In the entries below, count each line holding the word "lips". Answer with the total alone.

#### Given data
((
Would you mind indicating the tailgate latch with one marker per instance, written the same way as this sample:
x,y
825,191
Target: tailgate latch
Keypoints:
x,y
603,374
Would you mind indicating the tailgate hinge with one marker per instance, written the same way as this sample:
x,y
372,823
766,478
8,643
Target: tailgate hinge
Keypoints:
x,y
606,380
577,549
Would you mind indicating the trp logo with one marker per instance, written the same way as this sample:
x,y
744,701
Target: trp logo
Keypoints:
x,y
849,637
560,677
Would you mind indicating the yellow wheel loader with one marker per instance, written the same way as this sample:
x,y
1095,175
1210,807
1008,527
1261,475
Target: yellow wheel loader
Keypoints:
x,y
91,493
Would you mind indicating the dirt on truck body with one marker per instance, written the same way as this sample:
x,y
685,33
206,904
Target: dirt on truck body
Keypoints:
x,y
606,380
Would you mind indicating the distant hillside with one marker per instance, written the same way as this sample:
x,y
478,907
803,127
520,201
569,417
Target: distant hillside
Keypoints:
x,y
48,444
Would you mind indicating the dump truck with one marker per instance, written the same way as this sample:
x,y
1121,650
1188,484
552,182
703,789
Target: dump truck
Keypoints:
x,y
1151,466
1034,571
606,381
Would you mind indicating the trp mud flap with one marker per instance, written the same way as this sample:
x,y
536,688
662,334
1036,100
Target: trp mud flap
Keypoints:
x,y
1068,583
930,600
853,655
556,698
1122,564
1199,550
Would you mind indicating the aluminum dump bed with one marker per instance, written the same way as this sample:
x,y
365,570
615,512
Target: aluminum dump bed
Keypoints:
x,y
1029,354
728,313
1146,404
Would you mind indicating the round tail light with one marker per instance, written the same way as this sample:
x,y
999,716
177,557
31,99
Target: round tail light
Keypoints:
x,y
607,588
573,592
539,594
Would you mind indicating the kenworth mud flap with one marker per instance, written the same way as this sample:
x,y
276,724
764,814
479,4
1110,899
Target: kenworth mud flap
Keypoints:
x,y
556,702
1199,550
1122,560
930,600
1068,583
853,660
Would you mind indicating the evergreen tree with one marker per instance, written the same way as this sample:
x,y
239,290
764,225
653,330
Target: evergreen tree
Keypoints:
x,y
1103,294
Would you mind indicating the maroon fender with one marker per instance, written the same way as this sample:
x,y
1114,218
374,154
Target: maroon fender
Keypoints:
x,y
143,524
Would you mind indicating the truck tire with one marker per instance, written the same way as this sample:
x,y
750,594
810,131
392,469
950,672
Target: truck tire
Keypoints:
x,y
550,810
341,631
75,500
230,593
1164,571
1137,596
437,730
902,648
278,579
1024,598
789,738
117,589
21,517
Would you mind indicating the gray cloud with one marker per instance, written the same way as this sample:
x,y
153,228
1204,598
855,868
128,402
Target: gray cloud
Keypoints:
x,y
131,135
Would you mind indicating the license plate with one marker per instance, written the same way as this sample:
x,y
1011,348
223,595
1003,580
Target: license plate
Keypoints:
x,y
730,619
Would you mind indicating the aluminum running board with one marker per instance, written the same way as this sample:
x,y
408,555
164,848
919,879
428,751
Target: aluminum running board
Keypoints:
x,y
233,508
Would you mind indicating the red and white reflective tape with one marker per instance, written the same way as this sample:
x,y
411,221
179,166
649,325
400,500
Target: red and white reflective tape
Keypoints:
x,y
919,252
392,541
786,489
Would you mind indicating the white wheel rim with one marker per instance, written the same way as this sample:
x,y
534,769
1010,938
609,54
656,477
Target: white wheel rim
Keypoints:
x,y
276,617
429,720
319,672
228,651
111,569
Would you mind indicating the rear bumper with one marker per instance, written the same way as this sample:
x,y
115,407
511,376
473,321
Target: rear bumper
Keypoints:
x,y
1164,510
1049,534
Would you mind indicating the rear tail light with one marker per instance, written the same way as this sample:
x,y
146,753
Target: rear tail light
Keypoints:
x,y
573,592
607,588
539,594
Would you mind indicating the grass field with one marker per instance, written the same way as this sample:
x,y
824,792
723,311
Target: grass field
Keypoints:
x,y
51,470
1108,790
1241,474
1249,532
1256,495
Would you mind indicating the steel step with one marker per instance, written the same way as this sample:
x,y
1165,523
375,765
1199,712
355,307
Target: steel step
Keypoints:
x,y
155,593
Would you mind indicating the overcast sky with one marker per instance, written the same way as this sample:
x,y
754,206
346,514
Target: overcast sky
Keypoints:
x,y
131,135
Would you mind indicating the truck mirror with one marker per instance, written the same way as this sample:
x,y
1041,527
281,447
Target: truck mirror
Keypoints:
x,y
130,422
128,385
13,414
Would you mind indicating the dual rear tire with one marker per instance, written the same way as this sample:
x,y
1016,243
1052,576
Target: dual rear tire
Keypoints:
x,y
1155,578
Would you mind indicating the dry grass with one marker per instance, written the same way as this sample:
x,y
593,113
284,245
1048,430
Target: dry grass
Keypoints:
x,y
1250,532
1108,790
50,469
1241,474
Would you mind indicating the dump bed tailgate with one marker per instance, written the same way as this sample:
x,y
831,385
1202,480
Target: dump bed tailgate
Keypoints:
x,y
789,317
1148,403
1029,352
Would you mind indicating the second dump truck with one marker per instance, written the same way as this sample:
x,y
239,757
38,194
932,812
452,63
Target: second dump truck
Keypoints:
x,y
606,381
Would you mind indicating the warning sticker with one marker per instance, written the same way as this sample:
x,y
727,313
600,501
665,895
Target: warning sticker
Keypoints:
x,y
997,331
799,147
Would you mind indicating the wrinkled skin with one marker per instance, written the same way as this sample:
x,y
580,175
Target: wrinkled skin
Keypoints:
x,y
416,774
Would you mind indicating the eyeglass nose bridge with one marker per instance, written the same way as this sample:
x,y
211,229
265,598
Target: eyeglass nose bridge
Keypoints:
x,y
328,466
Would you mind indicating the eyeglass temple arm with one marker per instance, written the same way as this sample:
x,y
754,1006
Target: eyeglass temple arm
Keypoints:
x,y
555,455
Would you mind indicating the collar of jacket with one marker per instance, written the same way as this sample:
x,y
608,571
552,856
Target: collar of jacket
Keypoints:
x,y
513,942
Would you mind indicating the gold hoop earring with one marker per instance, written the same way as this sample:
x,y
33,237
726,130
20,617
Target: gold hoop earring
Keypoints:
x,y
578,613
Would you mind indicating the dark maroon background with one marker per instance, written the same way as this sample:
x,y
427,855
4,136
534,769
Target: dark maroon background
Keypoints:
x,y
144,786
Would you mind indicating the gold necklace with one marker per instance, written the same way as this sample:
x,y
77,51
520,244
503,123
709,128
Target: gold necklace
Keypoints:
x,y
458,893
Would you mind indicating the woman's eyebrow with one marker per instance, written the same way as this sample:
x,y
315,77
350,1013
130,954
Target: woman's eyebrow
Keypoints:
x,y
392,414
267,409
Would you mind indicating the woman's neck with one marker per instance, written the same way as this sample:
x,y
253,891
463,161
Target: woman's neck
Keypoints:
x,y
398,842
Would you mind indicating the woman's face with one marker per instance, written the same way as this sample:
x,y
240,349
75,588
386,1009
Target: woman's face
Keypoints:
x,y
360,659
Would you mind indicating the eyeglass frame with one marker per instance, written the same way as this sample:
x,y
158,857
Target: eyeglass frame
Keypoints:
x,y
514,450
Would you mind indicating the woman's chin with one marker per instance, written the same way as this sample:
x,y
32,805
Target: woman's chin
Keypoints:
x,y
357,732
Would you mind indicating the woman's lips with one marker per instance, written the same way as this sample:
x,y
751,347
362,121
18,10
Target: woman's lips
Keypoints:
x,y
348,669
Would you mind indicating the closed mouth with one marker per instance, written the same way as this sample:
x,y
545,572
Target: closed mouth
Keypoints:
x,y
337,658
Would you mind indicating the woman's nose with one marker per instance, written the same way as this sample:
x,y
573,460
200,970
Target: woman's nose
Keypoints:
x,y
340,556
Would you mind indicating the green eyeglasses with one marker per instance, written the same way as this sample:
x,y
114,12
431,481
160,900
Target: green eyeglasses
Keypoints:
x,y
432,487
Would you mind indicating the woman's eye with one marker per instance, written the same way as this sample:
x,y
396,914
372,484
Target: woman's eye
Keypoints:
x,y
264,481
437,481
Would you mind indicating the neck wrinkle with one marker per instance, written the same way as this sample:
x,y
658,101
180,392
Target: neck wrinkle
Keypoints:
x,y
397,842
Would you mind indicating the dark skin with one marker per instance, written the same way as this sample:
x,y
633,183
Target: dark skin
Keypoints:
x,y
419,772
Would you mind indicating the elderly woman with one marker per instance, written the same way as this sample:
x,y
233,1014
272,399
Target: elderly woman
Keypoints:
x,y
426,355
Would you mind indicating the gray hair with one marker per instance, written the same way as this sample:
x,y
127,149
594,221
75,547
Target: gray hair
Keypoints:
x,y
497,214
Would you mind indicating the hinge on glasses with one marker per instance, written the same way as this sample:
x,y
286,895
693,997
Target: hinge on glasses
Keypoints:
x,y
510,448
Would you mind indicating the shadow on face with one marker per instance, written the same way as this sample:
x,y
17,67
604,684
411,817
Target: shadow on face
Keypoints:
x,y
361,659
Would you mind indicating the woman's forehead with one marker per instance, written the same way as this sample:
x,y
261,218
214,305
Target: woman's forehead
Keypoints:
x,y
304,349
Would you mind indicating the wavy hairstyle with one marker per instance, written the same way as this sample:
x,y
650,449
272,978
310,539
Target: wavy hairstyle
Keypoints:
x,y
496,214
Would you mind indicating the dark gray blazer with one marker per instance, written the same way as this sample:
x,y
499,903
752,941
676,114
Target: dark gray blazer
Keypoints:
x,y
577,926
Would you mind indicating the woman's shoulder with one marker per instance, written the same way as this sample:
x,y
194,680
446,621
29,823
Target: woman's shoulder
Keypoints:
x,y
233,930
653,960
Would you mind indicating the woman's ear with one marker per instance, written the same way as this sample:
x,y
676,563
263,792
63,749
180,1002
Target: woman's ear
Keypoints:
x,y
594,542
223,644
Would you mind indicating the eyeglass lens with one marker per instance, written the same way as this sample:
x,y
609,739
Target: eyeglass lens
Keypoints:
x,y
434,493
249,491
))
#### Solved exercise
2